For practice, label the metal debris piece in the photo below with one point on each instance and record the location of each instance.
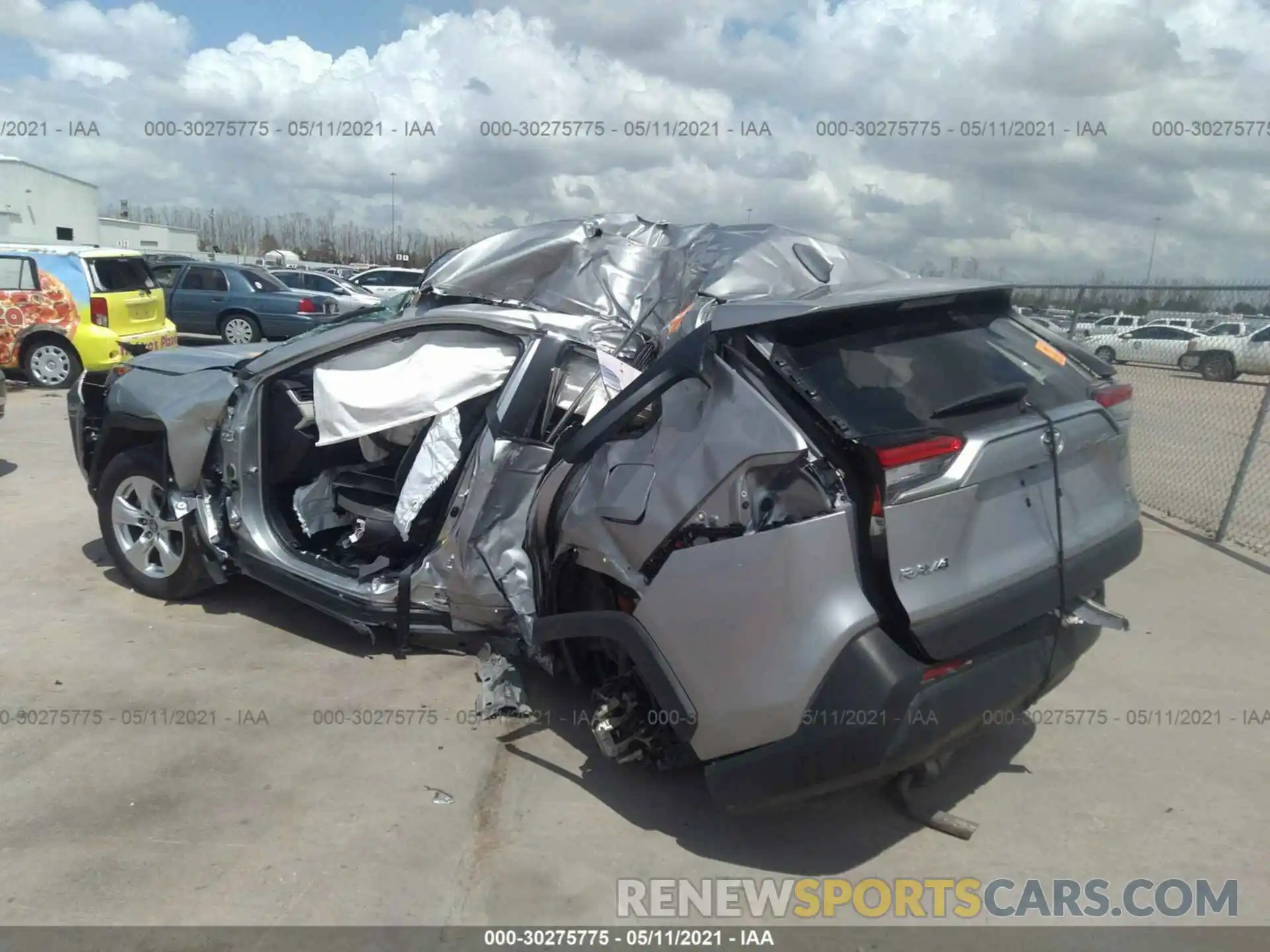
(502, 695)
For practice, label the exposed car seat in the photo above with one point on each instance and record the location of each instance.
(294, 455)
(372, 496)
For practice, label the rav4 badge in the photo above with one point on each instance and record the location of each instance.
(925, 569)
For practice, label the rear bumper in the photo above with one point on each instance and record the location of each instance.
(102, 348)
(873, 716)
^^^^^^^^^^^^^^^^
*EXERCISE DESCRIPTION*
Can you reproduce the stretch of the listing from the line containing "For practice, label the rav4" through the end of the listing, with the requests left as they are and 95 added to every point coordinate?

*THE COMPLETED TASK*
For practice, label the rav4 badge in the photo above with one point on each instance and record the location of each instance.
(1020, 664)
For practice, label the rear bumper in the photo above with one point on each instance and record the location of each instance.
(197, 443)
(968, 811)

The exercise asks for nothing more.